-- Start Records supplied --
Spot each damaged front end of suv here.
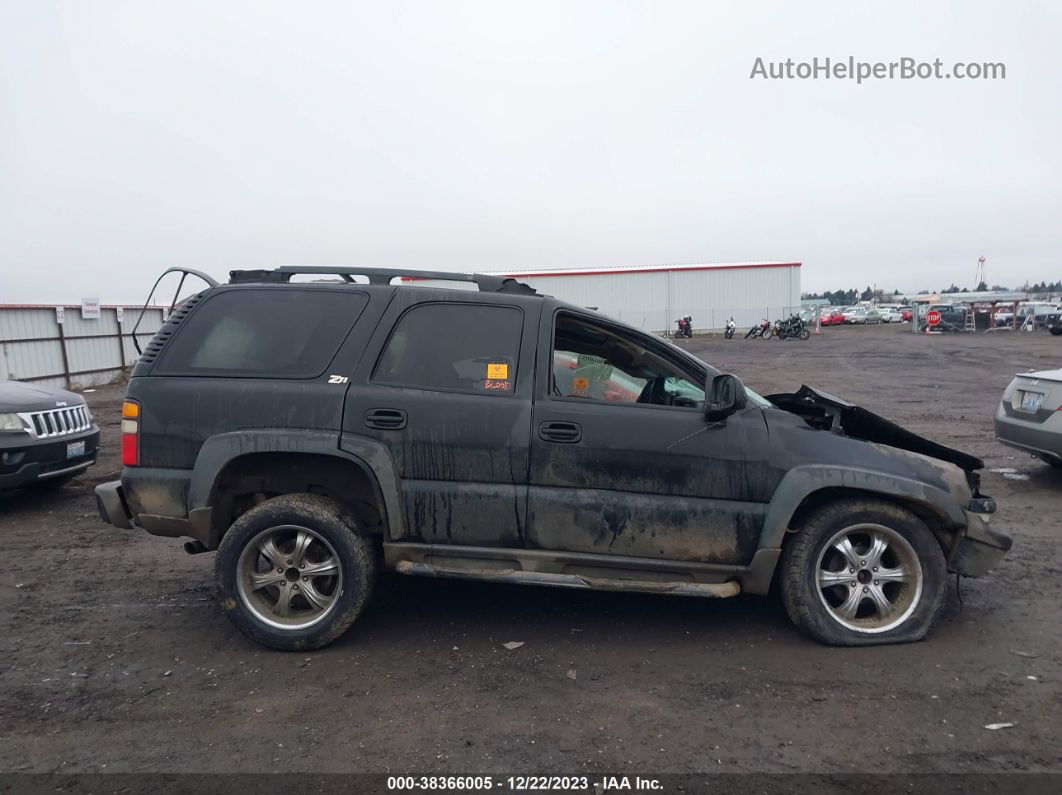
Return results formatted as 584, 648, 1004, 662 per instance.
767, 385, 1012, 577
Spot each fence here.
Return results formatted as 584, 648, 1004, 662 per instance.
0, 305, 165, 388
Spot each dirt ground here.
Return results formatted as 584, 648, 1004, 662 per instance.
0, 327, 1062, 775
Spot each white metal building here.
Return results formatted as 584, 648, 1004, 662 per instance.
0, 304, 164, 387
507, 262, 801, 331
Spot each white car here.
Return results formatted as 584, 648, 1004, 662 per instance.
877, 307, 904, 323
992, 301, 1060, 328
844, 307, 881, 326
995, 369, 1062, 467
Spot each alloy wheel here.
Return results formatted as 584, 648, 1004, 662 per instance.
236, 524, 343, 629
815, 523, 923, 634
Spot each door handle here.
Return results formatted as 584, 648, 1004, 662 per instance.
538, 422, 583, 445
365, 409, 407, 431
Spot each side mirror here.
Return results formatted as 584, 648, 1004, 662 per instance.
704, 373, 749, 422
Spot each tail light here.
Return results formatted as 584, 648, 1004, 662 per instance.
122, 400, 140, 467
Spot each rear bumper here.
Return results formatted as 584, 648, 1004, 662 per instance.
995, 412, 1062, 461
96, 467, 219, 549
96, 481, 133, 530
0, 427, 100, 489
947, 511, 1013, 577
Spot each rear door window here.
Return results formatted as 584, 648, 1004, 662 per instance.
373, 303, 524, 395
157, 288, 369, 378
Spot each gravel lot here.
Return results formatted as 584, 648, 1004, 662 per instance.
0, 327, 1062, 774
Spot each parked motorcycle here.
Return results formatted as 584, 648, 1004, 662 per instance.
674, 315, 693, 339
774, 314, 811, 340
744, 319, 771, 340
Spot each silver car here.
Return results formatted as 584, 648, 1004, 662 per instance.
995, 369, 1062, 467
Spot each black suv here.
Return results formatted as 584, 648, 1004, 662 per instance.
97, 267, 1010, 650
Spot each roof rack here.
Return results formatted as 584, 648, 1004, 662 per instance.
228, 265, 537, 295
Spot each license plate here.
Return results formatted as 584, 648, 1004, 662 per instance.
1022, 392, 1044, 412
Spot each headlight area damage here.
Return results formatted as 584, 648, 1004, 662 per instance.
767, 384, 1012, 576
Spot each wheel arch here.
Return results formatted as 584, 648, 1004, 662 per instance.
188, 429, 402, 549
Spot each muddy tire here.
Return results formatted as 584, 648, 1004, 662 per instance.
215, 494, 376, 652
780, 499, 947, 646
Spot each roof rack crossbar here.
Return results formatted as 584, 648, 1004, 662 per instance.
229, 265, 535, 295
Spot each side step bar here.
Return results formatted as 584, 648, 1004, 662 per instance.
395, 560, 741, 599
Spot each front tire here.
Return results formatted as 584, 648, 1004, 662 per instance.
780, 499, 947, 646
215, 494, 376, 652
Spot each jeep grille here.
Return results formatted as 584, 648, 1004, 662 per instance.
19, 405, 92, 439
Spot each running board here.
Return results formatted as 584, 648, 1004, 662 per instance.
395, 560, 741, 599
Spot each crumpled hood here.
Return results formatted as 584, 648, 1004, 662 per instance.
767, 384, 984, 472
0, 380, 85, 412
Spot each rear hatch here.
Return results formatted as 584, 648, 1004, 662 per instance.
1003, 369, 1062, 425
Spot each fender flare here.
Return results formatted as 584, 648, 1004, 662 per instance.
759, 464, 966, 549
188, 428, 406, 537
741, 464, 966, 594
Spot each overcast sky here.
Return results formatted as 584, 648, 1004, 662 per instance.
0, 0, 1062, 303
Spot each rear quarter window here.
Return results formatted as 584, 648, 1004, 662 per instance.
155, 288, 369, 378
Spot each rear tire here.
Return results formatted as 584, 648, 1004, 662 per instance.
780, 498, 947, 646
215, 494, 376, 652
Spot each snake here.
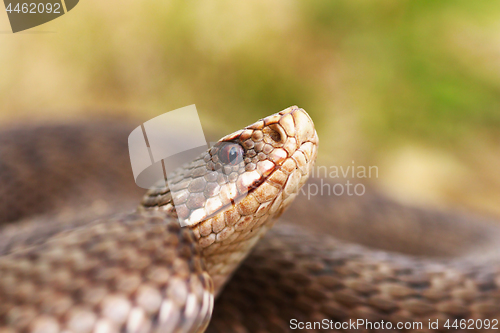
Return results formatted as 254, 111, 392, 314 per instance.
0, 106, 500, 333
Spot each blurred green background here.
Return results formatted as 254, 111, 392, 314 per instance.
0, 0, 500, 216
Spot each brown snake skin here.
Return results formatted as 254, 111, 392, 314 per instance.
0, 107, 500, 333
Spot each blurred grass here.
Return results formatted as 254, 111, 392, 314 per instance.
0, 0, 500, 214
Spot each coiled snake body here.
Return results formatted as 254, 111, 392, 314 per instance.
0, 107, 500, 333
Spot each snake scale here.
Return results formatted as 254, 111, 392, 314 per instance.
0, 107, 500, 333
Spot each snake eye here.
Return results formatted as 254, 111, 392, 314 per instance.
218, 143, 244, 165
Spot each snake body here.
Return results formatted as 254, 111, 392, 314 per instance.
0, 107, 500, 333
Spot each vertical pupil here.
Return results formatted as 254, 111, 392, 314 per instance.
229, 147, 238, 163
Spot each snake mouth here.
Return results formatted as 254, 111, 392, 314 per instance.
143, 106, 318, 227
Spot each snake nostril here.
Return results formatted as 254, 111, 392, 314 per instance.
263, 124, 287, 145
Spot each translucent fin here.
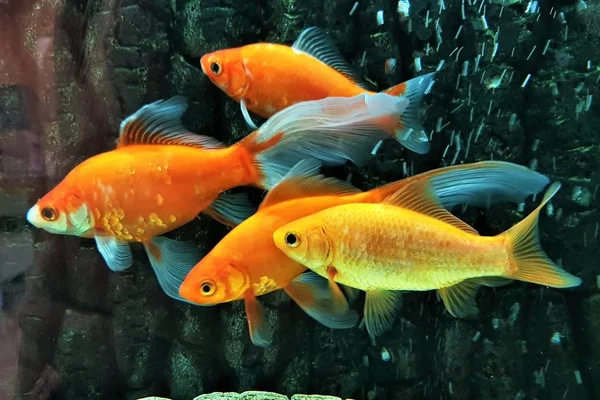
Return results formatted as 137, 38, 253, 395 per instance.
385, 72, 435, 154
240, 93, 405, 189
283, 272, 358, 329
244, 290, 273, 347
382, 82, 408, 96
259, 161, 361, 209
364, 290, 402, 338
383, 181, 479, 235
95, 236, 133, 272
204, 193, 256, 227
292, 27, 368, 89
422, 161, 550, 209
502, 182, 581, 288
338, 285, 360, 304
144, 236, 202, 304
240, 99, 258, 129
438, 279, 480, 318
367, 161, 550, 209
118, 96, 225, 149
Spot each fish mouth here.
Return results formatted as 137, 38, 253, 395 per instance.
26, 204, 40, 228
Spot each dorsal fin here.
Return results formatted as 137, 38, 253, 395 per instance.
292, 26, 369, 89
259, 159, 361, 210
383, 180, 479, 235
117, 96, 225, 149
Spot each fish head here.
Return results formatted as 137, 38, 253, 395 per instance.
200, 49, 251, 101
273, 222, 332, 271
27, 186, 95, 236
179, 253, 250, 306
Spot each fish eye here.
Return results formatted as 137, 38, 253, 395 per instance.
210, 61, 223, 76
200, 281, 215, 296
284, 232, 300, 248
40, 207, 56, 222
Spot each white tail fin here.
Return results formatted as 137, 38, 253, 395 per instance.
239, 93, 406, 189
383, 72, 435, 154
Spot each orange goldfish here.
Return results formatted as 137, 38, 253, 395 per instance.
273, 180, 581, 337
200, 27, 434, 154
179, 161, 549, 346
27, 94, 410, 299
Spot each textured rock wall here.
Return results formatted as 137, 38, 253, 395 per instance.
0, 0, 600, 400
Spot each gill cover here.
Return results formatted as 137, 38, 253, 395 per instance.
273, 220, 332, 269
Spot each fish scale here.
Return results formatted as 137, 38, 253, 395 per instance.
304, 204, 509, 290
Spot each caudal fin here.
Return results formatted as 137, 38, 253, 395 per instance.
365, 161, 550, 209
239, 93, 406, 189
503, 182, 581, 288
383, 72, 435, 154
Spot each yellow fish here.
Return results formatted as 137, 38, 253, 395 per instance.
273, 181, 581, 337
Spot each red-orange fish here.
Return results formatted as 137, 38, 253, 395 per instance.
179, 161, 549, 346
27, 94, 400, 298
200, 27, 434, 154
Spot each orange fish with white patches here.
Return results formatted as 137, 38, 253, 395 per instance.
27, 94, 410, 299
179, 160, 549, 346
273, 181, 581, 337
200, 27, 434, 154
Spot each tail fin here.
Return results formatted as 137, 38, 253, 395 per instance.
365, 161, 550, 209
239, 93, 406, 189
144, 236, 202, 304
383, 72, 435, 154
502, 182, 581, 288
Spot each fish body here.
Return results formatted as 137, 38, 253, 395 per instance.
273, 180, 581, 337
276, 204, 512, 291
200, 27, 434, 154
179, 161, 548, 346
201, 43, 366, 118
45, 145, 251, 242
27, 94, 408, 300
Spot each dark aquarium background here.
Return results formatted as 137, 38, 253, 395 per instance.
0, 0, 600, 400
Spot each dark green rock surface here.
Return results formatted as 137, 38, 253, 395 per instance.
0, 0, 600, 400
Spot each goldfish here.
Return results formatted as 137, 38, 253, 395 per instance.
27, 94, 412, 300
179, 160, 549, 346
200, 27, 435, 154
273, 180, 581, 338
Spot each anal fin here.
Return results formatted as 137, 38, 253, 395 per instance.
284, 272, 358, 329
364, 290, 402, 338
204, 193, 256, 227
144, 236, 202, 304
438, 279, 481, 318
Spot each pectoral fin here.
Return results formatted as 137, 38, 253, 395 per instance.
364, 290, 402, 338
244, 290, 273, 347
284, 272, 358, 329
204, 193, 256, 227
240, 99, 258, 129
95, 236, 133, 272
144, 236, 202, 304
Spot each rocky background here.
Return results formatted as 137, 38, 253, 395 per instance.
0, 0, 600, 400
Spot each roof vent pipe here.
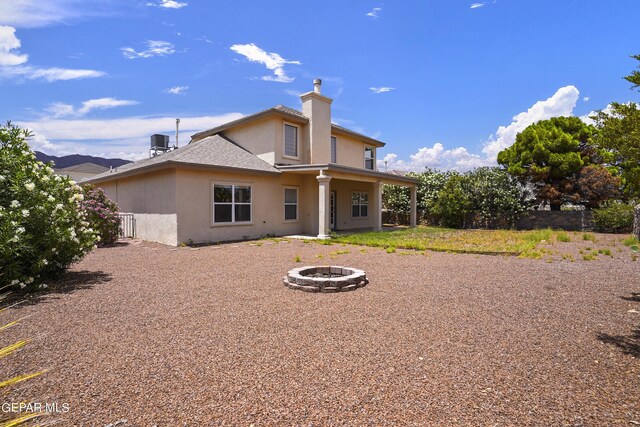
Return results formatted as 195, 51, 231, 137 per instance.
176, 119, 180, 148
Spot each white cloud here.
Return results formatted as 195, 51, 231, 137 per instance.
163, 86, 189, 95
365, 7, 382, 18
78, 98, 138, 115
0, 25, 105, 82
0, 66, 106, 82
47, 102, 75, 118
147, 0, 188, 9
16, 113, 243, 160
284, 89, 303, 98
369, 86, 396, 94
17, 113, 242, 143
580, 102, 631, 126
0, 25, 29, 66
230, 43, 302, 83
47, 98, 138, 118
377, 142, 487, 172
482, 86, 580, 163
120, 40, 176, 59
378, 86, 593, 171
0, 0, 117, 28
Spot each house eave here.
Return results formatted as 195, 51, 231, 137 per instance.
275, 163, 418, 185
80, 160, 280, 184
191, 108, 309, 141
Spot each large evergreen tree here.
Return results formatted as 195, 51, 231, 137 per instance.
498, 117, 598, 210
-- End Records supplied --
- Directive -
Could you give everything from the line containing "Spot each running board here." down through the line containing "1003, 369, 1062, 425" again, changing "crumpled hood" to "dented hood" and leaving the rest as it is?

- Task output -
Spot each running board here.
Return results formatted as 584, 648, 1004, 662 per instance.
395, 560, 741, 599
Spot each dented hood here.
Return results formatted as 584, 648, 1004, 662 per instance.
767, 384, 984, 472
0, 380, 85, 412
Spot each rear hatch here.
Return results formatted as 584, 648, 1004, 662 per instance.
1003, 369, 1062, 425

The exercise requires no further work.